Exercise requirements
Write out the records again exactly. Nothing should be dropped.

Data to examine
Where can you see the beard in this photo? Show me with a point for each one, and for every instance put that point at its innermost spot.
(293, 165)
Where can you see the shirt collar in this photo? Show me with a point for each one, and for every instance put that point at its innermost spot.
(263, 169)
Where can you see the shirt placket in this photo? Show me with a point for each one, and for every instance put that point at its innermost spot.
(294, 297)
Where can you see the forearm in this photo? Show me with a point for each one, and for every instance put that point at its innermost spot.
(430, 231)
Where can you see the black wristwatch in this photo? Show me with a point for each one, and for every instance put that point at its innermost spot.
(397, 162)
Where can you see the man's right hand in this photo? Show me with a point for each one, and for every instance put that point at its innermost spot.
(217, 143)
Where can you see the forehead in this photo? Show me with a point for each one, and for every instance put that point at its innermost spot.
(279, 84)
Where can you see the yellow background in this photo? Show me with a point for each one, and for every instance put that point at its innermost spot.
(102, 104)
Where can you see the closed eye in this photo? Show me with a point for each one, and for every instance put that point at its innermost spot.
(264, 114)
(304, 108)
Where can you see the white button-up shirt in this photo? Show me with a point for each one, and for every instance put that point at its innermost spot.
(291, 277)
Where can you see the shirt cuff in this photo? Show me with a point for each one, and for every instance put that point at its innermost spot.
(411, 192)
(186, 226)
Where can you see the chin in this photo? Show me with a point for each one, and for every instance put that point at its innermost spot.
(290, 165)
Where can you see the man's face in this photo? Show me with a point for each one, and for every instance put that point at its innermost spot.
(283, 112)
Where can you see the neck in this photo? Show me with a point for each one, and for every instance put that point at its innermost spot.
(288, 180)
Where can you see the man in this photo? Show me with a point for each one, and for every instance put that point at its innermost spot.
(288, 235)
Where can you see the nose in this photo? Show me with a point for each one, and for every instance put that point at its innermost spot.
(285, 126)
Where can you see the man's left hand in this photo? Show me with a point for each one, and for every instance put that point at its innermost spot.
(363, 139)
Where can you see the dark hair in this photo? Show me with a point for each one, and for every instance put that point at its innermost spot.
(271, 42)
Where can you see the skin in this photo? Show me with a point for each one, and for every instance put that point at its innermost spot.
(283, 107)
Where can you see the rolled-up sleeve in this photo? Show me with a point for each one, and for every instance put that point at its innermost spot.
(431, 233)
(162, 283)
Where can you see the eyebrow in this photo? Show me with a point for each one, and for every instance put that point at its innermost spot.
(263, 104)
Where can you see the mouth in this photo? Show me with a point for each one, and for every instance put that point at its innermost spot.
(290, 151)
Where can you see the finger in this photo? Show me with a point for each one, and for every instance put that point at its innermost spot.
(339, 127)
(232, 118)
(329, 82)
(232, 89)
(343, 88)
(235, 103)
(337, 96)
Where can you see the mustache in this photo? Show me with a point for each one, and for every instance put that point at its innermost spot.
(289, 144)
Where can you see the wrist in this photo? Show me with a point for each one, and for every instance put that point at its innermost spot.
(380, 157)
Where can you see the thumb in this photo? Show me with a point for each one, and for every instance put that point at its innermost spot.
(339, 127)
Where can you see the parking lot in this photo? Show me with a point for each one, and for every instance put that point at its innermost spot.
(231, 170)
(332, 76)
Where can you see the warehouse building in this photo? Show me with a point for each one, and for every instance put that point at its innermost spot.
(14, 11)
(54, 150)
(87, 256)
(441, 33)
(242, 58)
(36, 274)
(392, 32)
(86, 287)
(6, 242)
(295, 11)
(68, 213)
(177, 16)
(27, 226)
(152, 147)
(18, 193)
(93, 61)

Task output
Where can you see the beard in this photo? Show me with a point for each one, and for every instance put that point at its innermost spot.
(293, 165)
Where can you see the shirt collar in this photo? Show me with a point for each one, and for every instance put that point at its innermost spot.
(263, 169)
Where can you see the shirt placket in this photo? Show me with a point for each one, and for every instance put that point at its innermost spot.
(294, 297)
Where can you see the forearm in this photo? Show me with a point for each one, and for every instance put that point at its innermost spot.
(430, 231)
Where can you see the black wristwatch in this photo? Show me with a point for each one, and for every instance put that point at its innermost spot.
(397, 162)
Where can you see the man's right hand in this photo? Show me with a point for each one, and for every instance put that point at its innermost spot.
(217, 143)
Where can you see the forehead in this photo? Show me with a point for each one, and for every instance put that point at its innermost spot.
(279, 84)
Where can you see the yellow background in this photo? Show me with a point for each one, and for every instance put that point at its innermost spot.
(102, 104)
Where can you see the closed eye in this photo? Show me with a point for each one, and for every instance put that point at its innermost spot.
(264, 114)
(304, 108)
Where can you see the white button-up shirt in this photo? Show me with a point for each one, and for every instance put that point at its innermost spot.
(291, 277)
Where can you see the shirt cuff in this photo? Show me with a point for each one, and for every instance put that point at its innermost spot.
(411, 192)
(186, 226)
Where can you see the chin in this photo? Show me with a point for each one, and for every instance put that point at its innermost spot.
(290, 165)
Where can you see the man's face in this photo? Show me with a point for each one, and for every instance put that point at its innermost spot.
(283, 112)
Where can you see the neck in this photo? Show me with a point for each one, and for every instance put that point at its innermost spot.
(288, 180)
Where can you see the man in this photo? Show me with a point for each one, and for every instance put that point at its innermost spot.
(288, 235)
Where can you see the nose in this photo? Show me with a point for each one, and for every instance put that point at its innermost spot.
(285, 126)
Where can you see the man's left hand in this photo? Show me with a point for each one, and for every instance put that point at its innermost spot.
(363, 139)
Where can you see the dark hair in this photo? Show me with a point for each one, and for every instance put that point at its innermost spot.
(271, 42)
Where can you see the skin in this photo? Show me with a point for each one, and for every instance put that point at its innermost spot.
(283, 107)
Where can you see the rolled-up sleeve in this photo? Show me with a point for each one, and for every instance put that point at its innermost spot.
(431, 233)
(162, 283)
Where can you see the eyebrow in this photo? Show me with a point for each one, and for every instance put that point at its innermost spot.
(263, 104)
Where can you see the mouth in this photo? Show me with a point for each one, and for every instance put that point at its innermost spot.
(290, 151)
Where can you see the finger in this photo? Show me with a point for each one, and for every instance put that point at its innermost spot.
(339, 127)
(232, 118)
(329, 82)
(232, 89)
(343, 88)
(235, 103)
(337, 96)
Where can you see the mustache in this photo? Show me with a point for each one, and for every instance put that point at its innermost spot.
(289, 144)
Where can you see the wrist in this photo? Show me with a point for each one, and for every instance put that point at its innermost spot.
(380, 157)
Where can you see the thumb in this photo? Show me with a point for each one, and for every instance put that point at its innermost spot.
(339, 127)
Where can you see the parking lot in this photo? Show me with a point for each one, and for every instance put that point at its innermost spot.
(231, 170)
(332, 76)
Where can you see the warehouse building in this photo? Show me with a point for each one, and for every instance put that point at its innermost spot.
(14, 11)
(54, 150)
(87, 256)
(441, 33)
(242, 58)
(36, 274)
(392, 32)
(86, 287)
(6, 242)
(295, 11)
(68, 213)
(177, 16)
(27, 226)
(152, 147)
(18, 193)
(93, 61)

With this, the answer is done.